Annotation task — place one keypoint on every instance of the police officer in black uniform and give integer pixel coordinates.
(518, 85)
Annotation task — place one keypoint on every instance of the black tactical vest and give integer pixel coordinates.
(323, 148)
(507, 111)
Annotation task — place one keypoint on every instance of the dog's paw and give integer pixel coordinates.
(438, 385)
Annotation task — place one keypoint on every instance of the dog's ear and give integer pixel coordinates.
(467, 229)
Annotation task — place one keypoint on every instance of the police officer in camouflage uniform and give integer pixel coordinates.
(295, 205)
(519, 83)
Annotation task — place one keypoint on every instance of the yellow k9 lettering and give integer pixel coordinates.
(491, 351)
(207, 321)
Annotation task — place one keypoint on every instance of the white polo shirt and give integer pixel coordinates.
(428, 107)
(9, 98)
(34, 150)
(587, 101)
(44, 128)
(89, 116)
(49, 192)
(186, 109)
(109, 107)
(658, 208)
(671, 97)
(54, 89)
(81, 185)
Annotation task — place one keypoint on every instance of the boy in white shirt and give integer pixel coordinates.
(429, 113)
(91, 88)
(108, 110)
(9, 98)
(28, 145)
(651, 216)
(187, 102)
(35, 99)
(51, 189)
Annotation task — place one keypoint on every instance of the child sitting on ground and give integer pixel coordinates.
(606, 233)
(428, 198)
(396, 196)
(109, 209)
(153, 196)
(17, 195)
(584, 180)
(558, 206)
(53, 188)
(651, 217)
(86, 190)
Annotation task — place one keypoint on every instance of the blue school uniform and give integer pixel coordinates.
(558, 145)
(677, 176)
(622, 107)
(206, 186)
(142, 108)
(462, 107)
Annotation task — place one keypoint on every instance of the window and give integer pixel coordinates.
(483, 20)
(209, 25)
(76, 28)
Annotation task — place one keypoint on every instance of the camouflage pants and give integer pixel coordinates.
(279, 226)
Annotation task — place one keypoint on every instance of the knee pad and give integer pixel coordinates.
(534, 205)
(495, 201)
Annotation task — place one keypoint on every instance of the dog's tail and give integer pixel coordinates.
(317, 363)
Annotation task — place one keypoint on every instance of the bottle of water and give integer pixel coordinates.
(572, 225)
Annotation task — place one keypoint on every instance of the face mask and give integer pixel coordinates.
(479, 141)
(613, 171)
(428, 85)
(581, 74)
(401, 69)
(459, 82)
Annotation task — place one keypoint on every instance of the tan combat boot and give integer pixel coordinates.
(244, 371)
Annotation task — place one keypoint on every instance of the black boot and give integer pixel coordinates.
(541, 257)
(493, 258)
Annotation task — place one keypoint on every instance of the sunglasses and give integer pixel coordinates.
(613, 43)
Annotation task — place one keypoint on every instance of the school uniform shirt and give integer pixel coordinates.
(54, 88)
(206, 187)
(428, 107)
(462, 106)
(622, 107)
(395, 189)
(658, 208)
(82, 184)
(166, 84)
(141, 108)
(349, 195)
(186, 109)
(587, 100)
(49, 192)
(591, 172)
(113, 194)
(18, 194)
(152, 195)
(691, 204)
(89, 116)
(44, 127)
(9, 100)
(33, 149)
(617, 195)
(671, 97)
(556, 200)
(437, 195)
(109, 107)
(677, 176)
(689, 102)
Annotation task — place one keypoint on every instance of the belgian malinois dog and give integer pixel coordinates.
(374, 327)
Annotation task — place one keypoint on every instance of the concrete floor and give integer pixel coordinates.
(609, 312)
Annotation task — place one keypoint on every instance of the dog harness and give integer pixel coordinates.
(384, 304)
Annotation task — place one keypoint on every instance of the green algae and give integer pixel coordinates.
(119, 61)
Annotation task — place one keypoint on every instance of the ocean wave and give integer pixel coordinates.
+ + + + + + +
» WHAT IS REQUIRED
Please rewrite all the entries above, replacing "Annotation task" with "Labeling job" and leaving everything else unchanged.

» REPLY TO THE TASK
Labeling job — place one keypoint on every instance of the police officer in black uniform and give integer pixel coordinates.
(518, 85)
Labeling job — place one keypoint on every instance of the black tactical vest and give integer pixel coordinates.
(323, 148)
(507, 111)
Labeling job — place one keypoint on every instance of the dog's paw and give integer pixel coordinates.
(438, 385)
Labeling job — place one keypoint on every instance of the dog's ear and give integer pixel coordinates.
(467, 229)
Labeling job — place one keypoint on every instance of the police officer in camouflage uniform and give integer pixel coordinates.
(295, 205)
(519, 83)
Labeling job — place one keypoint on every instance of the yellow k9 lettering and give integer pixel coordinates.
(491, 351)
(207, 321)
Labeling job — place one keypoint on every instance of the white polo shirt and give integer pixel coordinates.
(428, 107)
(9, 98)
(34, 150)
(587, 101)
(44, 128)
(89, 116)
(49, 192)
(186, 109)
(109, 107)
(658, 208)
(671, 97)
(54, 89)
(81, 185)
Labeling job — place one keypoint on every instance of the boy in white shirt and give integer pixel coordinates.
(429, 113)
(91, 88)
(108, 110)
(9, 98)
(28, 145)
(651, 216)
(187, 102)
(35, 99)
(51, 189)
Labeling job — place one keypoint on every instance of the child sitting on ground and give integer pixel coordinates.
(606, 233)
(428, 198)
(396, 196)
(109, 209)
(153, 196)
(17, 195)
(584, 180)
(558, 206)
(53, 188)
(651, 217)
(86, 190)
Labeling job — place one keypoint on every instance of the blue school uniform and give integer pixel coordinates.
(558, 145)
(677, 176)
(622, 107)
(206, 186)
(142, 108)
(462, 107)
Labeling job — place one keypoint on every instance of the window and give integer pixel coordinates.
(483, 20)
(209, 25)
(76, 28)
Labeling job — place one keypoint on every instance of the camouflage pants and give integer pixel coordinates.
(279, 226)
Labeling job — place one keypoint on every instance of the knee pad and give integer pixel coordinates.
(534, 205)
(495, 201)
Labeling job — place one keypoint on every instance of the dog's tail and give integer pixel coordinates.
(317, 363)
Labeling job — place one keypoint on every instance of the bottle of water and give integer pixel coordinates.
(572, 225)
Labeling job — place one keypoint on every instance of the face mask and give integer pixel coordinates.
(479, 141)
(613, 171)
(428, 85)
(581, 74)
(401, 69)
(459, 82)
Labeling job — place one keypoint on every instance of the tan combat boot and give integer pixel coordinates.
(244, 371)
Labeling job — place one keypoint on every instance of the black boot and give integer pixel coordinates.
(541, 257)
(493, 258)
Labeling job — place one keypoint on every instance of the sunglasses and give integer pixel coordinates.
(613, 43)
Labeling job — place one keypoint on every instance of the school uniform shirt and give integer pixel coordinates.
(54, 88)
(206, 187)
(428, 107)
(462, 106)
(622, 107)
(395, 189)
(658, 208)
(82, 184)
(166, 84)
(141, 108)
(349, 195)
(186, 109)
(587, 100)
(49, 192)
(591, 172)
(113, 194)
(18, 194)
(152, 195)
(691, 204)
(89, 116)
(44, 127)
(9, 100)
(33, 149)
(617, 195)
(671, 97)
(556, 200)
(437, 195)
(109, 107)
(677, 176)
(689, 102)
Labeling job — place one keypoint on every instance of the belgian malinois dog and give integer pixel coordinates.
(374, 327)
Labeling job — place one keypoint on every instance of the concrete floor and give integer pixel coordinates.
(609, 312)
Labeling job — place one keypoint on every instance of the dog harness and give integer pixel coordinates.
(384, 304)
Labeling job — place one keypoint on every instance of the green algae and give integer pixel coordinates.
(119, 61)
Labeling job — place one keypoint on every instance of the ocean wave and give integer pixel coordinates.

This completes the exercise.